Data extract:
>> Begin

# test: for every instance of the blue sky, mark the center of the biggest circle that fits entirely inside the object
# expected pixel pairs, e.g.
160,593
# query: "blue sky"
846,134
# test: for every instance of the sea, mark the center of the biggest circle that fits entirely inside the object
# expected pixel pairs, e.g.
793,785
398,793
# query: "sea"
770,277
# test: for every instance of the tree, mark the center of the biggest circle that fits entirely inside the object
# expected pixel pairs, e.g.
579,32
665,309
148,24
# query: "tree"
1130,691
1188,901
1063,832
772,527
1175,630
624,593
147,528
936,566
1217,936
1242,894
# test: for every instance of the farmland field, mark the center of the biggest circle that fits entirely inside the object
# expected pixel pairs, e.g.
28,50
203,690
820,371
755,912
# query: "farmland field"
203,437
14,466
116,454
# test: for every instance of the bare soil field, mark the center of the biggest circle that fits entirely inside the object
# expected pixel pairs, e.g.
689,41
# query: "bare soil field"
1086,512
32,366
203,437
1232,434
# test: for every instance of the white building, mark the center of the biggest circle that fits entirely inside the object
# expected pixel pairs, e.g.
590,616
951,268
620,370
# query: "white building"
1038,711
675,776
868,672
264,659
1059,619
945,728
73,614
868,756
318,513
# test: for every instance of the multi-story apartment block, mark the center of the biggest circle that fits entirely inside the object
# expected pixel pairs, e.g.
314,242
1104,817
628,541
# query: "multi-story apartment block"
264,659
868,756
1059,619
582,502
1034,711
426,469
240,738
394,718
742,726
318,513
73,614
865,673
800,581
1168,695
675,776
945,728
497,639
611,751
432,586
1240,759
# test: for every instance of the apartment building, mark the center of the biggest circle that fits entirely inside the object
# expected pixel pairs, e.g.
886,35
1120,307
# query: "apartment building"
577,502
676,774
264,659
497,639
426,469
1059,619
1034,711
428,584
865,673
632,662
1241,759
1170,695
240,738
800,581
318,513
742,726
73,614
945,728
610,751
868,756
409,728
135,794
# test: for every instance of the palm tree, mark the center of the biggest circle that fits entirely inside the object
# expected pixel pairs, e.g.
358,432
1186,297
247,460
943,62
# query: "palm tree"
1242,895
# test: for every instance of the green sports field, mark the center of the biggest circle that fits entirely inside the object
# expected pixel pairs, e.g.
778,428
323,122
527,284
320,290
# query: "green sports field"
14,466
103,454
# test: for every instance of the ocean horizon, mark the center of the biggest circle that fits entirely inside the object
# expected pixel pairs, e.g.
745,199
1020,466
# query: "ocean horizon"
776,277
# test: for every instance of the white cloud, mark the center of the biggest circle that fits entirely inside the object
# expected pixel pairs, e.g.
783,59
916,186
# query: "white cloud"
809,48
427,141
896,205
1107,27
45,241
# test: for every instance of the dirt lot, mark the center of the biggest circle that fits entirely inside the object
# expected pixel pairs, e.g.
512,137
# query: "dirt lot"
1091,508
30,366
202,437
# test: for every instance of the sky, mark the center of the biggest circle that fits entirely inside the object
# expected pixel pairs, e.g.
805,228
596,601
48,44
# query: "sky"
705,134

>> End

Direction: Reproduce every one of the rows above word for word, changing nothing.

Result of this exercise:
# test: for every instance of the blue sky, mark the center of the biggest circle that fits entirely inside the object
# expected pixel pairs, e.g.
160,593
# query: "blue sky"
846,134
# test: for every instance of the sea, mark the center of the biggest circle that fits entirely inside the object
# expected pixel pairs, e.g.
793,785
398,793
# query: "sea"
770,277
# test: for every instance of the tree, mark the center of the biggest circle that fits entirely inside the object
# expected pixel pairs, e.g.
579,32
665,309
148,24
# query: "tree"
1130,691
1188,901
1063,832
772,527
1175,630
624,593
147,528
936,566
1217,936
1242,894
# test: for every instance of the farmland field, mark the center of the biggest circle that fits entirely inside the object
# expected pixel pairs, e.g.
28,50
203,690
820,371
755,912
# query: "farmland field"
203,437
14,466
116,454
# test: for every instance of the bare soil field, mark the center of the biggest circle that fits entirely inside the object
# expected pixel pairs, e.g.
689,41
# query: "bare soil field"
1086,512
32,366
203,437
1232,434
# test: for every instance of the white building, mark the center of the biggest circle that fits entirely inside the object
# expected pixel pairs, e.g.
590,616
951,268
620,370
# query: "white building"
1038,711
675,776
868,672
264,659
1059,619
945,728
73,614
868,756
318,513
# test: for every instance of the multi-story apartment block, mark the center of the biggest circle that fits entirely inside the object
# expected pixel pairs, e.g.
314,242
1104,817
628,541
# query: "multi-story apartment block"
264,659
868,756
1059,619
582,502
1034,711
426,469
240,738
394,718
742,726
318,513
73,614
865,673
800,581
1168,695
675,776
945,728
497,639
611,751
432,586
1240,759
# test: for every instance of the apartment building, mark the center of the biggest circle that fits entirely inside the object
# expected pixel pairs, e.g.
886,35
1120,307
# query: "apartment building"
577,502
676,774
264,659
497,639
426,469
1059,619
1034,711
428,584
865,673
632,662
1241,759
1170,695
240,738
800,581
318,513
742,726
73,614
945,728
610,751
868,756
409,728
135,794
# test: for every instance of the palm tree, mark the center of the biggest circle that fits entirely inside the object
# expected pixel pairs, e.g.
358,432
1186,297
247,460
943,62
# query: "palm tree"
1242,895
# test: for every instance of the green sports field, mark the center of the biggest circle that fits entirely inside the object
# expected pixel pairs, e.g.
778,428
323,122
527,284
320,290
# query: "green sports field"
14,466
103,454
# test: for every instance of the ocean horizon, mark the center of the biggest circle that fits entirely inside the object
# expected pixel pairs, e.g.
745,199
1020,466
# query: "ocean horizon"
776,277
# test: for every instance of the white cloud, mark the center of the biggest circle that fits entirely inside the object
# expected pixel pairs, e.g.
783,59
916,186
# query: "white cloud"
809,48
427,141
896,205
1107,27
45,241
# test: for every instance of the dirt lot, mark the center of the biggest circle that fits entirely inside the object
# expected pixel pairs, e.g.
512,137
# query: "dirt lot"
1091,508
30,366
202,437
# test: for every instance of the sky, mark the center of the biggest circle that fits entirely inside the object
# expected pixel pairs, e.g.
805,228
596,601
48,44
# query: "sky"
705,134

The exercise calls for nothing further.